Print every one of the rows below verbatim, with no line altered, added, or dropped.
########
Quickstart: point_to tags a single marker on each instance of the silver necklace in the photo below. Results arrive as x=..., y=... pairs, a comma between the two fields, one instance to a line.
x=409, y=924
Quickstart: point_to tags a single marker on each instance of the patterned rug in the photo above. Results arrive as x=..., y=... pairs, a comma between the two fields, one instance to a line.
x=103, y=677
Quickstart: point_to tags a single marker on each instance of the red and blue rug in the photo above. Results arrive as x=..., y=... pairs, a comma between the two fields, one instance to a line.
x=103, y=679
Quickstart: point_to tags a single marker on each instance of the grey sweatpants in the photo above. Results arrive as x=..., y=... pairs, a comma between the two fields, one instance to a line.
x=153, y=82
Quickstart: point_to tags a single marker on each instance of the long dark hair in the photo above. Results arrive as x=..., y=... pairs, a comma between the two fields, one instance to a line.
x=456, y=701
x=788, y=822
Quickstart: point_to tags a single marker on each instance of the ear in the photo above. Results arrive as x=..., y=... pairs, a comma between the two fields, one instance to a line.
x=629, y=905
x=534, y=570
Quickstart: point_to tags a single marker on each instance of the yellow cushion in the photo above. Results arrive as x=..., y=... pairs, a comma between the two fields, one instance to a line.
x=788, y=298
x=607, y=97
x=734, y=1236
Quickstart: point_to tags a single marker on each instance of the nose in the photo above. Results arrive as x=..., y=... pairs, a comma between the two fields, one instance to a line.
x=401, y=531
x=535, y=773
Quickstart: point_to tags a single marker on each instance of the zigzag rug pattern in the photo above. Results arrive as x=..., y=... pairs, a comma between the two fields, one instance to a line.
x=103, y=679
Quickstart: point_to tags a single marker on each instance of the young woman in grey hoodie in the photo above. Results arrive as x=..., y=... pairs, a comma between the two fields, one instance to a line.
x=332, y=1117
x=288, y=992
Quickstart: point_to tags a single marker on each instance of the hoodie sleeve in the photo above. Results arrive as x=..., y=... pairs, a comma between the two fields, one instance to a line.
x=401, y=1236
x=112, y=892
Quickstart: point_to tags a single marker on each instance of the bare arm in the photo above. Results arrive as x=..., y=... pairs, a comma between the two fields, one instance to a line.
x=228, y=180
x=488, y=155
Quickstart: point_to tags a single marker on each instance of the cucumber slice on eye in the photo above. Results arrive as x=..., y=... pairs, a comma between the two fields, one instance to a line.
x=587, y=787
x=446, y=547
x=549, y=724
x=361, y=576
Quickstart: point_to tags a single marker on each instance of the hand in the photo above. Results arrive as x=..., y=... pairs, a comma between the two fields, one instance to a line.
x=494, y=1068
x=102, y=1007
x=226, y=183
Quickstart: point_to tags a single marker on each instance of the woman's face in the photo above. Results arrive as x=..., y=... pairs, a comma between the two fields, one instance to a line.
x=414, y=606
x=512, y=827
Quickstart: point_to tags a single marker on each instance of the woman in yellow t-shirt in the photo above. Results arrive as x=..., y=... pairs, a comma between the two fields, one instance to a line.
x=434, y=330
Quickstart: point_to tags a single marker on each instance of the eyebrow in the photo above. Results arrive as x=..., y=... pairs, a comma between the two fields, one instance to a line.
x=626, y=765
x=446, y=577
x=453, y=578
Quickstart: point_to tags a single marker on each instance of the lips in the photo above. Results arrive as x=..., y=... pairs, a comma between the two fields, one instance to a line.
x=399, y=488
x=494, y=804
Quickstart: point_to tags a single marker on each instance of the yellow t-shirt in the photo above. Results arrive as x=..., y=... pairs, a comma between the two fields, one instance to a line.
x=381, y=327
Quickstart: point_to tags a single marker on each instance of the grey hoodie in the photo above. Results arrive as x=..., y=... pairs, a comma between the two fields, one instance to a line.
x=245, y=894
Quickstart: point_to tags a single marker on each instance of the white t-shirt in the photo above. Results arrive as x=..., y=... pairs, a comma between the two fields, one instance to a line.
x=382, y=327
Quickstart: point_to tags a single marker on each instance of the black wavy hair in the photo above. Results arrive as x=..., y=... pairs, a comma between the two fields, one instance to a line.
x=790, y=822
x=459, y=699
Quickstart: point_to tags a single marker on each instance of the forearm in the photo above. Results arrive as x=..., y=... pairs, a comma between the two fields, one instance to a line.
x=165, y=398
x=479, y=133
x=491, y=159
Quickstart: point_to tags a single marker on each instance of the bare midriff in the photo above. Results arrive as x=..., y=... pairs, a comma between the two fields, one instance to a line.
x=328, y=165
########
* Result:
Quickstart: point_to tags a single marker on each instance of the silver necklace in the photo below. Results arrive as x=..., y=... pairs, a comma between the two fields, one instance to a line.
x=409, y=924
Quickstart: point_to tags a single marker on each instance of the patterned rug in the photo above. Results arrive as x=..., y=... pairs, a comma between the two fields, one instance to a line.
x=103, y=677
Quickstart: point_to tags a single marker on each instance of the red and blue rug in the photo above. Results arrive as x=..., y=... pairs, a comma between the two fields, one instance to a line.
x=103, y=679
Quickstart: point_to tags a single marker on each instance of the grey sweatpants in the photo above. Results arrive as x=..., y=... pairs, a comma between the two fields, one instance to a line.
x=153, y=82
Quickstart: point_to tags a single marker on each instance of the long dark hair in the photo above. Results arrive as x=..., y=... pairs, a comma between the two fields, one instance to a line.
x=456, y=701
x=788, y=822
Quickstart: point_to tags a single marker on each instance of the ear in the photo above. Results arrive as x=..., y=... pairs, a comma between the two fields, one instance to a line.
x=629, y=905
x=534, y=570
Quickstart: point_to tags a single marker on each instance of the yellow cushion in the photo above. Results arrive as x=..., y=... pairs, a comma between the two fields, one instance to a line.
x=788, y=298
x=607, y=97
x=734, y=1236
Quickstart: point_to tags a single marker on each instance of the nose in the photo above. Results arrive as x=..., y=... pairs, a comma between the two fields, one instance to a line.
x=401, y=531
x=535, y=773
Quickstart: point_to tags a single marker on each instance of the zigzag rug pattern in the photo above. Results arrive as x=..., y=... pairs, a comma between the two fields, one instance to a line.
x=103, y=679
Quickstart: point_to tags a single marker on each instance of the young woman in grey hoodie in the photo above. Results arrive as x=..., y=... pairs, a comma between the two fields, one instance to a line.
x=332, y=1117
x=288, y=992
Quickstart: point_to tags a single marker on each instance of the hoodie sleeve in the photo above. Results arrive as x=..., y=... pairs, a comma between the two fields, one instance to a line.
x=401, y=1236
x=112, y=892
Quickstart: point_to tags a single marker on each instance of the bare arm in the photo above. Results arrive as x=..., y=... pairs, a comma between the two fields, one instance to a line.
x=228, y=180
x=488, y=155
Quickstart: point_to tags a single marker on each instance of the cucumber slice on eye in the photo above. Results arrive as x=..., y=... pairs, a comma between the two fields, one instance to a line.
x=587, y=787
x=446, y=547
x=549, y=724
x=361, y=576
Quickstart: point_to tags a single marker on each instance of the hand in the photo above. Results arrive as x=..., y=... pairs, a comma between the two fields, one instance to a line.
x=494, y=1068
x=102, y=1007
x=226, y=183
Quickstart: point_to tags a single marker on each instance of the woman's face in the photo above. Results arrive as x=..., y=... pairs, a comma between the two fields, one instance to a line.
x=414, y=606
x=512, y=827
Quickstart: point_to tags a single marker on each instance of the woman in yellow t-shirt in the photo above. Results arrive as x=..., y=... pairs, a comma between the two fields, one instance to a line.
x=434, y=330
Quickstart: point_to tags a single marker on each instance of the eyebrow in the photo above. Results arrive as x=..., y=... pairs, a comma between the two fields, one instance to a line.
x=626, y=765
x=446, y=577
x=453, y=578
Quickstart: point_to tags a single marker on each instance of the lips in the photo above. Results arrive as x=..., y=... pairs, a comma between the two fields, one instance to a line.
x=399, y=488
x=494, y=804
Quickstart: point_to tags a single marker on each instance of the yellow t-shirt in the photo above. Results arrive as x=..., y=... pairs, a comma between the two fields, one instance to a line.
x=381, y=327
Quickstart: point_to tags a single marker on each instance of the grey hoodie in the photo above. Results arrive as x=..., y=... pairs, a comma between the two fields, one instance to a line.
x=245, y=894
Quickstart: point_to tags a single marker on each instance of the white t-shirt in the photo above. Results arrive as x=..., y=... pairs, a comma between the two fields, one instance to a line.
x=382, y=327
Quickstart: point_to tags a single marker on each instance of the black wavy hair in the photo above. Results arrive as x=..., y=... pairs, a comma between the two fields, one instance to a line.
x=790, y=822
x=459, y=699
Quickstart: point_to tags a single marker on each instance of the forearm in the photo above. Results arrive as x=..., y=... pairs, a comma between the two fields, one instance to a line.
x=165, y=398
x=479, y=133
x=491, y=159
Quickstart: point_to tags a single marker on each instance of the bare midriff in the photo above. Results arrive as x=..., y=... pairs, a comma between the two fields, one instance to a line.
x=328, y=165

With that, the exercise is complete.